**SHORT TASK**.
Please copy the lines word for word, starting at the line that contains "Could you identify the outboard" and stopping after the final line.

**** SUPPLIED ENTRIES ****

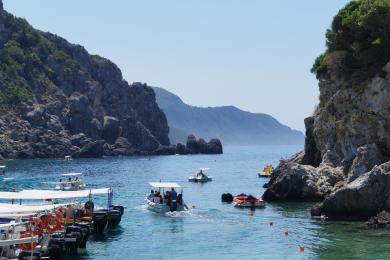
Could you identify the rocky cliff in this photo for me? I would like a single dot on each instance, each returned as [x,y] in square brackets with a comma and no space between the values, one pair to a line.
[231,125]
[57,99]
[347,146]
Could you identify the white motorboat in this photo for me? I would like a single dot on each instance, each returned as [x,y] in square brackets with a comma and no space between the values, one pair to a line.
[159,200]
[2,170]
[69,183]
[200,177]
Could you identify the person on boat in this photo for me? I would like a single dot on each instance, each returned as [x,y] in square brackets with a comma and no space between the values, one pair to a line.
[173,199]
[167,198]
[180,199]
[151,195]
[157,197]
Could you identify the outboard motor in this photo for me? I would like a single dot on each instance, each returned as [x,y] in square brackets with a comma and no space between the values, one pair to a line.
[56,248]
[120,208]
[73,238]
[227,197]
[114,218]
[99,221]
[85,230]
[26,255]
[89,206]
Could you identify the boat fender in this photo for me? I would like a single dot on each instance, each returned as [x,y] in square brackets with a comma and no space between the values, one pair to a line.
[89,205]
[37,225]
[50,226]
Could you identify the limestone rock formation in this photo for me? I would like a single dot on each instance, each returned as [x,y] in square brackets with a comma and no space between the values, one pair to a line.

****

**THE ANSWER**.
Could you identify the outboard motor in this photo for me? I would like a single dot on each instance, each returned as [x,y] in square brackets with a comma and no space between the values, one pair to a line.
[56,248]
[120,208]
[73,238]
[227,197]
[114,218]
[99,221]
[85,230]
[26,255]
[89,206]
Could you identify the boat fender in this photo for me? I would like a single dot on each instance, each returned as [x,y] in square brackets with a comma and no space between the values, one pair to a line.
[89,205]
[37,225]
[50,226]
Could you identify the limestone rock formation in this photo for me? I would like a single dot on each instance, each returned as [x,y] in square brackets with a comma and no space between the values, one pair to a line.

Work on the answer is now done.